Task instructions | In the review of SkillGraph, where does the Skill Designer store the reasoning patterns it extracts from mistakes?

Text section |
Desk Editor's Note private letter to a colleague

SkillGraph's main advance is closing a feedback loop so that skill improvements from failures directly reshape the collaboration graph via a Multimodal Graph Transformer.

read the letter

The paper's core idea is a closed feedback system where agent skills improve from task failures and those improvements immediately reshape how the agents communicate via a learned graph. The Multimodal Graph Transformer takes visual features, the query, and current skill embeddings to output a collaboration graph on the fly. The Skill Designer then analyzes mistakes to extract better reasoning patterns, stores them in a Skill Bank, and updates the embeddings so the graph predictor can use the new capabilities. What stands out is the joint optimization of structure and function in one loop, which goes beyond static topologies or fixed agent pools in earlier multi-agent work. The experiments test this across four different benchmarks, five standard MAS architectures, and four underlying models, showing steady gains. Having the code public lets others verify the implementation and run their own checks. The soft spots are mostly in the level of detail. The description gives the high-level flow but leaves the exact distillation process and how skill embeddings are encoded a bit vague. It is not clear how they prevent the feedback from amplifying errors or how they choose which failures to distill from. That said, the multi-setting results suggest the approach is stable enough in practice, and no internal contradictions appear in the claims or setup. This work is aimed at researchers building visual multi-agent systems who need more flexibility than hand-designed routing. Someone looking for ideas on self-adaptive collaboration would find the framework and the evaluation useful. It is not a foundational theory paper but an engineering contribution with empirical backing. I would recommend sending it for peer review. The combination of a novel loop, wide testing, and open code makes it worth referees' time even if some sections need more explanation.

Referee Report

0 major / 2 minor

Summary. The paper introduces SkillGraph, a joint framework for evolving both agent expertise and communication topology in Visual Multiagent Systems (VMAS). It uses a Multimodal Graph Transformer (MMGT) to encode visual tokens, instruction semantics, and active skill embeddings to predict query-conditioned collaboration graphs, replacing fixed topologies with dynamic, content-aware routing. A Skill Designer distills reasoning heuristics from failure cases to build and update a multimodal Skill Bank, with updated skill embeddings fed back into the MMGT to enable co-evolution of capabilities and structure. Experiments report consistent improvements across four benchmarks, five common MAS structures, and four base models, with code released.

(Free-text descriptions of objects)
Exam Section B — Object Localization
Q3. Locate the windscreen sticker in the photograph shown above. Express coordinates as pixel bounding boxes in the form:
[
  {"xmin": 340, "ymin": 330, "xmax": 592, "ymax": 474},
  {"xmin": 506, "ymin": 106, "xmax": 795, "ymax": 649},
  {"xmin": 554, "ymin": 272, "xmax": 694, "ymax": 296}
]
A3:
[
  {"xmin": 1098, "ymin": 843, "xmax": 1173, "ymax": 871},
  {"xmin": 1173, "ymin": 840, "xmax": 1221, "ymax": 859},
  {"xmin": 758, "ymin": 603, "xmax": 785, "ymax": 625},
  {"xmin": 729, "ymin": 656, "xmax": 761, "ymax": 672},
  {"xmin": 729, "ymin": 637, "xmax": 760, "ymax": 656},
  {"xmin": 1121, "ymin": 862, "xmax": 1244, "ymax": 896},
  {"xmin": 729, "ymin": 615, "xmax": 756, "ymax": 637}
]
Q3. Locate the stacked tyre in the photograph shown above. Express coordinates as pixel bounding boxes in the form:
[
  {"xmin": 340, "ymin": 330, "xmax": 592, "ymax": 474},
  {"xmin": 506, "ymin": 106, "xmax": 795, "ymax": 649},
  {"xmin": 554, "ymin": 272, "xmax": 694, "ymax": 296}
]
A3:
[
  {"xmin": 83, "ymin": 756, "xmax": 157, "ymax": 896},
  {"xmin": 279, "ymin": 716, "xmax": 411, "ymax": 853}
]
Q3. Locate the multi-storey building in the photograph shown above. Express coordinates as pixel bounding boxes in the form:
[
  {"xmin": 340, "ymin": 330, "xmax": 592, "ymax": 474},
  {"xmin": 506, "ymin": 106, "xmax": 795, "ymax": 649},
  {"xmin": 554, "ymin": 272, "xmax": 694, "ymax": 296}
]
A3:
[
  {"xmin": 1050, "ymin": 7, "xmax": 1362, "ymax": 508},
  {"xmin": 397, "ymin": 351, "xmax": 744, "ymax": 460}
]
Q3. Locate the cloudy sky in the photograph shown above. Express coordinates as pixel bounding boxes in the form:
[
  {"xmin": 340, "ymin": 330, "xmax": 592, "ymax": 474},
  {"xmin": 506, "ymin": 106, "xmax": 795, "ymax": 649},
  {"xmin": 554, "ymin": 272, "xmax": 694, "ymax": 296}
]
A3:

Exercise solution | In a Skill Bank.